Берлинале 2025: три семейные драмы и "Ричард III" по-арабски

Берлинский фестиваль в этом году радует в первую очередь разнообразием. Здесь и социальные драмы, и Тимоти Шаламе в розовом костюме на заснеженной красной дорожке, и девятичасовой фильм "Шоа" Клода Ланцмана вместе с документальным фильмом о том, как это снималось "У меня не было ничего".

Но абсолютно доминирующей темой фестиваля стала семья со всеми ее проблемами, бедами, тайнами и скелетами в шкафу. Фестиваль и открылся фильмом о дисфункциональной семье от кумира синефилов 90-х Тома Тыквера. Спустя четверть века после выхода культового "Беги, Лола, беги" немецкий режиссер представил на Берлинале драму о дисфункциональной немецкой семье, которую спасает от кризиса беженка из Сирии.
******
Пожалуйста, воспроизведите без изменений часть отрывка о Берлинале, начиная со слов «Берлинский фестиваль в» и заканчивая словами «беженка из Сирии.».

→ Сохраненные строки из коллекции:
******
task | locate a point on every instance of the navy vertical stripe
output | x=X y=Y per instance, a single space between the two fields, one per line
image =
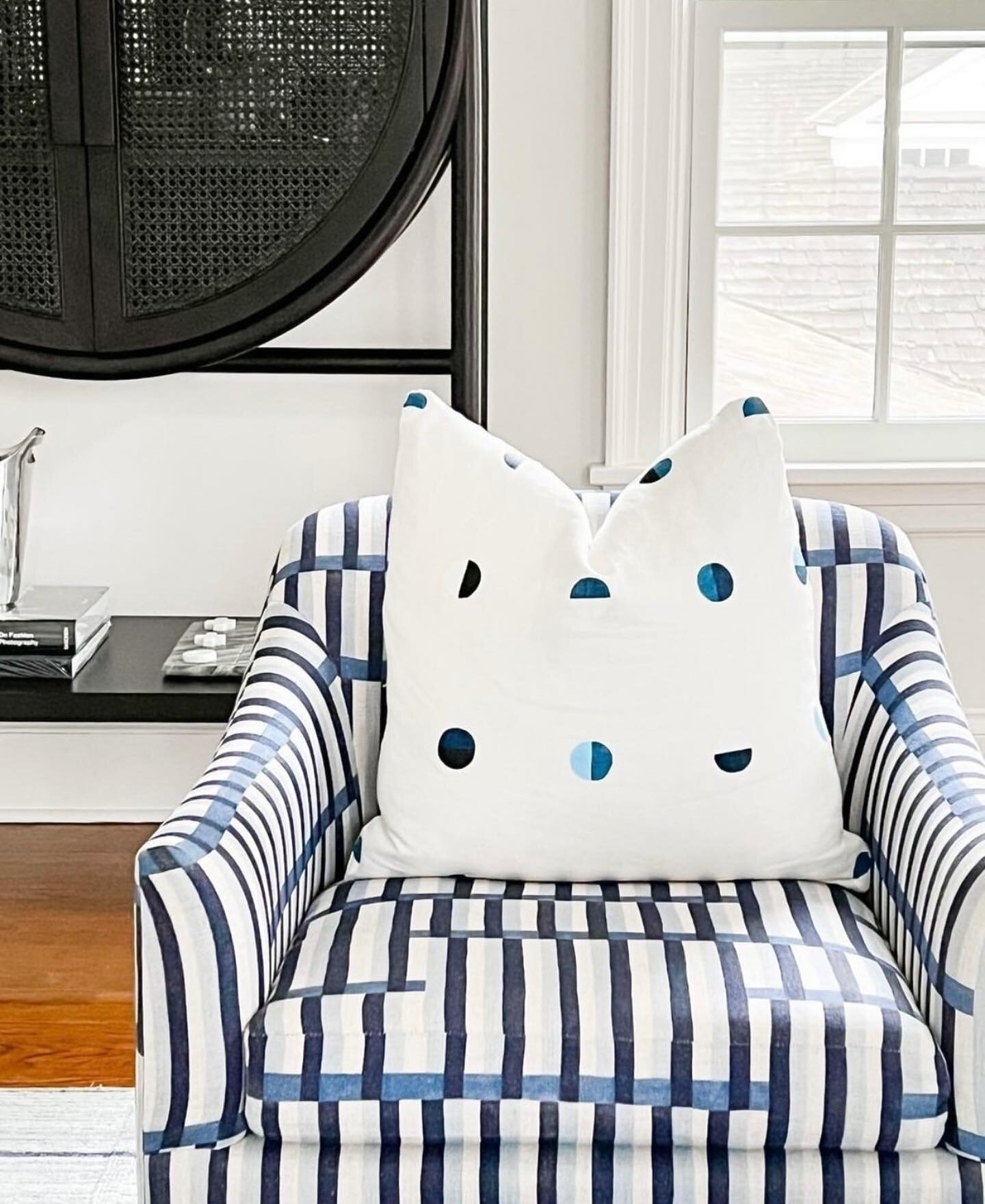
x=454 y=1018
x=389 y=1150
x=737 y=1002
x=177 y=1014
x=571 y=1031
x=603 y=1148
x=718 y=1172
x=489 y=1153
x=547 y=1155
x=159 y=1178
x=513 y=1003
x=432 y=1155
x=834 y=1178
x=218 y=1169
x=311 y=1058
x=836 y=1078
x=351 y=537
x=373 y=1045
x=893 y=1080
x=270 y=1173
x=778 y=1116
x=620 y=978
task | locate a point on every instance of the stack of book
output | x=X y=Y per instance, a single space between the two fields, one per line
x=53 y=631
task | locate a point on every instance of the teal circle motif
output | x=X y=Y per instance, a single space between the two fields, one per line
x=658 y=472
x=457 y=748
x=590 y=760
x=715 y=581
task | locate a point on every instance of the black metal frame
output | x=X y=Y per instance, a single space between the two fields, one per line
x=457 y=136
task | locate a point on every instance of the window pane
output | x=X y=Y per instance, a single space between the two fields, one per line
x=942 y=135
x=795 y=324
x=938 y=326
x=801 y=128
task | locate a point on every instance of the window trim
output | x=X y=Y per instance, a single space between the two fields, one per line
x=660 y=55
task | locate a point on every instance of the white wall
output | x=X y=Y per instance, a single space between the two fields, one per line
x=176 y=490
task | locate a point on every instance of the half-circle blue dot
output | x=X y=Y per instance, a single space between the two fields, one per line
x=589 y=588
x=658 y=472
x=470 y=579
x=715 y=581
x=590 y=760
x=863 y=865
x=735 y=761
x=457 y=748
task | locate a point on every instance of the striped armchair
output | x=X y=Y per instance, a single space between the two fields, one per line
x=307 y=1039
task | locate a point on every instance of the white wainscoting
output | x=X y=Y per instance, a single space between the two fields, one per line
x=98 y=773
x=122 y=773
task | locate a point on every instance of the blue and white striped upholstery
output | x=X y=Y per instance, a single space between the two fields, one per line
x=736 y=1014
x=226 y=887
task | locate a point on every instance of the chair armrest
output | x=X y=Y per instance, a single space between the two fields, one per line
x=224 y=882
x=915 y=787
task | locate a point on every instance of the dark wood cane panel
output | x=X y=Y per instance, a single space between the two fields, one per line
x=183 y=180
x=30 y=278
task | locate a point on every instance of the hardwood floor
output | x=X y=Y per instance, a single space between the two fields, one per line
x=66 y=958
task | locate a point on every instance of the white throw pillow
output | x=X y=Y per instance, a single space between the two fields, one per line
x=638 y=703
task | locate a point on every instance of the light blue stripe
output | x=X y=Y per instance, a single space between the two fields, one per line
x=332 y=564
x=826 y=558
x=378 y=986
x=972 y=1143
x=206 y=1134
x=356 y=670
x=707 y=1095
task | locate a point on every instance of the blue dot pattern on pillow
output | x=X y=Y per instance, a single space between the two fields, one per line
x=715 y=581
x=589 y=588
x=457 y=748
x=735 y=761
x=470 y=579
x=658 y=472
x=863 y=865
x=590 y=760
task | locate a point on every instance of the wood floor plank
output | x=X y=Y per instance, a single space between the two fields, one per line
x=66 y=953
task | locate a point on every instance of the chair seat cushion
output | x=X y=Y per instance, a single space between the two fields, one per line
x=737 y=1014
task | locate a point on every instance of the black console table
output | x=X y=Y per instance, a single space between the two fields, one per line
x=123 y=684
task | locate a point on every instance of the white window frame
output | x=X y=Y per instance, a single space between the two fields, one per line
x=663 y=231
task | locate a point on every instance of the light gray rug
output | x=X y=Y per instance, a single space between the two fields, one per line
x=68 y=1147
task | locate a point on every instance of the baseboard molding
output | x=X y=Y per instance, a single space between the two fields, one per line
x=100 y=773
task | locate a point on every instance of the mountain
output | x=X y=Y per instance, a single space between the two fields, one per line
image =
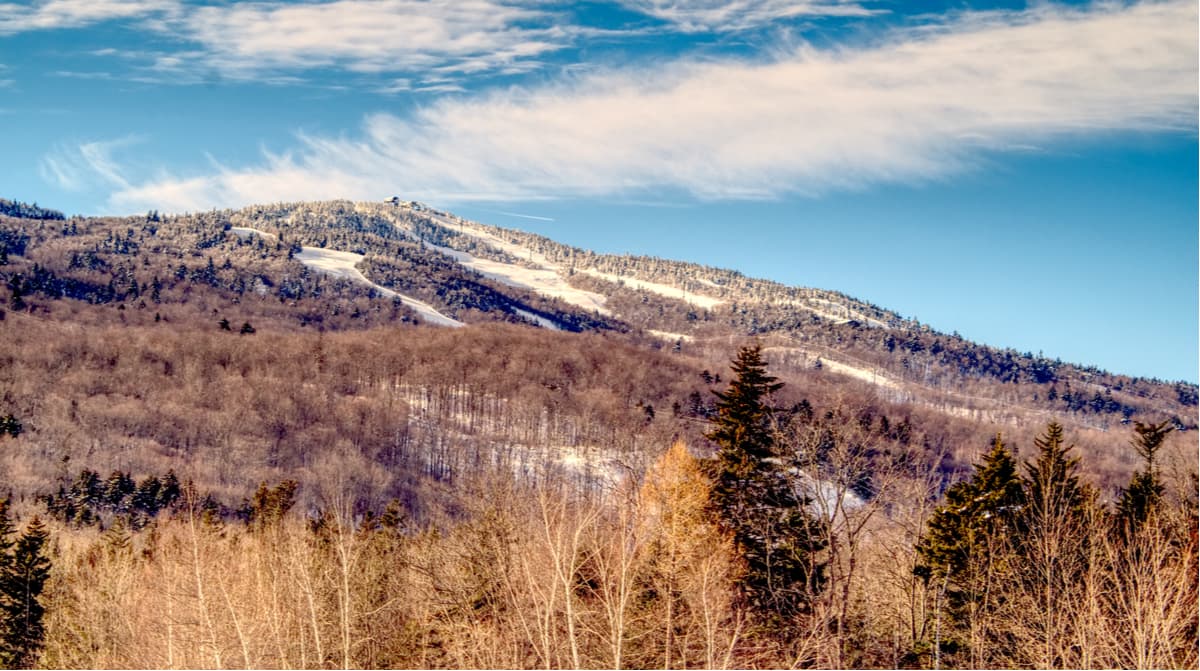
x=275 y=340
******
→ Поле ответа:
Берлинский фестиваль в этом году радует в первую очередь разнообразием. Здесь и социальные драмы, и Тимоти Шаламе в розовом костюме на заснеженной красной дорожке, и девятичасовой фильм "Шоа" Клода Ланцмана вместе с документальным фильмом о том, как это снималось "У меня не было ничего".

Но абсолютно доминирующей темой фестиваля стала семья со всеми ее проблемами, бедами, тайнами и скелетами в шкафу. Фестиваль и открылся фильмом о дисфункциональной семье от кумира синефилов 90-х Тома Тыквера. Спустя четверть века после выхода культового "Беги, Лола, беги" немецкий режиссер представил на Берлинале драму о дисфункциональной немецкой семье, которую спасает от кризиса беженка из Сирии.